→ DATA EXCERPTS:
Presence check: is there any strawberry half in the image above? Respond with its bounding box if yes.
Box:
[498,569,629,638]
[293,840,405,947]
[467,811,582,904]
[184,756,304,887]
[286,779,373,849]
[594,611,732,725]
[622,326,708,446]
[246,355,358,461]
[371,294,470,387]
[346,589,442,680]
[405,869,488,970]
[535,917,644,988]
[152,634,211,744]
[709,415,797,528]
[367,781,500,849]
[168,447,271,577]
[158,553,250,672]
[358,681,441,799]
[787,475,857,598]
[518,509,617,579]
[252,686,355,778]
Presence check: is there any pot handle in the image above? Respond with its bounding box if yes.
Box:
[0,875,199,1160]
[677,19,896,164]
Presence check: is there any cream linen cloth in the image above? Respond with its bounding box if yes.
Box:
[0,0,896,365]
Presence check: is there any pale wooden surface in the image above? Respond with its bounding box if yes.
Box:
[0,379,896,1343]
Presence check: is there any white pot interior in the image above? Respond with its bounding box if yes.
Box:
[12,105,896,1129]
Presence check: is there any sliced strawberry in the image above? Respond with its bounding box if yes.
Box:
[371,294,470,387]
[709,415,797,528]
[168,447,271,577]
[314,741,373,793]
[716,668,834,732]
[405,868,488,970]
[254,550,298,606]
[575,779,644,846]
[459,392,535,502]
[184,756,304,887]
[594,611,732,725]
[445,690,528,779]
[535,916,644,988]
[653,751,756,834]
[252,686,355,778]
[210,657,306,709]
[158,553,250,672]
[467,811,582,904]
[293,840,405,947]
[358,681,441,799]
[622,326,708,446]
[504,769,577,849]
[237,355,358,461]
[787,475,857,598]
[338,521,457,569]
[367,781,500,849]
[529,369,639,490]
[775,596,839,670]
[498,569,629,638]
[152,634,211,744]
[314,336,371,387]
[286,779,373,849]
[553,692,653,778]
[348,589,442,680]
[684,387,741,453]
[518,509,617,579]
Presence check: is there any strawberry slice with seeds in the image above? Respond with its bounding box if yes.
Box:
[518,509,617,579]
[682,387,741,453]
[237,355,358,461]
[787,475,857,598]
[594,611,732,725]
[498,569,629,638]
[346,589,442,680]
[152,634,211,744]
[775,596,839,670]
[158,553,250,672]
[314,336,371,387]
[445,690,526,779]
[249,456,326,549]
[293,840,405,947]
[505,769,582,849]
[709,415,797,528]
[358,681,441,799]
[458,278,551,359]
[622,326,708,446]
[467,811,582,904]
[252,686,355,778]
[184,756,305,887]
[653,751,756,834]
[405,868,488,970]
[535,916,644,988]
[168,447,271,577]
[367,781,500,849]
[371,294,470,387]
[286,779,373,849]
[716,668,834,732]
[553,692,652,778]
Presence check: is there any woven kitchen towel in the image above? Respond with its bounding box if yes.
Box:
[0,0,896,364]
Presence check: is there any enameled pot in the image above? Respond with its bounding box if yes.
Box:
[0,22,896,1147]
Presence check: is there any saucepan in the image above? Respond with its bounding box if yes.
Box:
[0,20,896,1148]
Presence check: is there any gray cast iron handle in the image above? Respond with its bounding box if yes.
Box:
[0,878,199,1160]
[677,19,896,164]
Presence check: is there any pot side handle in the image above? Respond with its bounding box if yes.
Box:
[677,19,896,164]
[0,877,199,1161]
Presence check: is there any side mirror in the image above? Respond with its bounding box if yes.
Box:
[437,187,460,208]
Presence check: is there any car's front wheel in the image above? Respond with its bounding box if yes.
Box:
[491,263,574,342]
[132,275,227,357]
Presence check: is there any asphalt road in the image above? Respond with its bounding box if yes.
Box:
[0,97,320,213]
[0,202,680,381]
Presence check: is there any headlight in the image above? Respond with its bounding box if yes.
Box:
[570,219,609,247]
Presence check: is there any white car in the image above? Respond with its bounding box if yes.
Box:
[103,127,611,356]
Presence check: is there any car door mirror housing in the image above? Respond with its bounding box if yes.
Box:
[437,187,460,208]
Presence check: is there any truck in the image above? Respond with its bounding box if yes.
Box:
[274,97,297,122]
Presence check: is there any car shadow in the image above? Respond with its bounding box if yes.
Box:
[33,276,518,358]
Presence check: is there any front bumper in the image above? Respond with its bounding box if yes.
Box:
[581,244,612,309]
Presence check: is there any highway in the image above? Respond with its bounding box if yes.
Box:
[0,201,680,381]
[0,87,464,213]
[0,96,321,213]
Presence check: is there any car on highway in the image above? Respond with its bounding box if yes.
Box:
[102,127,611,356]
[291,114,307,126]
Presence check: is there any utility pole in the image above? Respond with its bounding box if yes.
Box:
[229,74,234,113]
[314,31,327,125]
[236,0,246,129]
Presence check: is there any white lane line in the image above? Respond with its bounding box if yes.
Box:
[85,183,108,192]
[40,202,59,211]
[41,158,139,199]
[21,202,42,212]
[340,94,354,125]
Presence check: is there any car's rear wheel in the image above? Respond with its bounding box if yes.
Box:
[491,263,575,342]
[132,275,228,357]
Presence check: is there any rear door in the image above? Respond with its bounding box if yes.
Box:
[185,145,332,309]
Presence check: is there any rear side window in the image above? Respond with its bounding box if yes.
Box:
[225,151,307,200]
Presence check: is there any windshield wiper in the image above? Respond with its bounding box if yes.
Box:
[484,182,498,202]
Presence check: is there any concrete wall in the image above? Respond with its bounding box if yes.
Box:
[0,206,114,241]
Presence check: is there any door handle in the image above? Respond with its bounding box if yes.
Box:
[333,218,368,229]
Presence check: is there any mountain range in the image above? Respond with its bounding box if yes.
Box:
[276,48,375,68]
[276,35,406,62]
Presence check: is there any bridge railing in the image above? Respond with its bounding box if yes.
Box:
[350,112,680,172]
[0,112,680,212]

→ SHORT PROBLEM:
Pull out every line of the records above that contains the string "side", treating uppercase and lowercase letters as different.

→ THE REPLY:
Presence check: is there any pot side handle in the image above? Respond with its bounding box if yes.
Presence check: is there any side mirror in the image above? Respond with its bounding box if yes.
Presence check: is there any rear side window in the image above? Respond with its bounding box if yes.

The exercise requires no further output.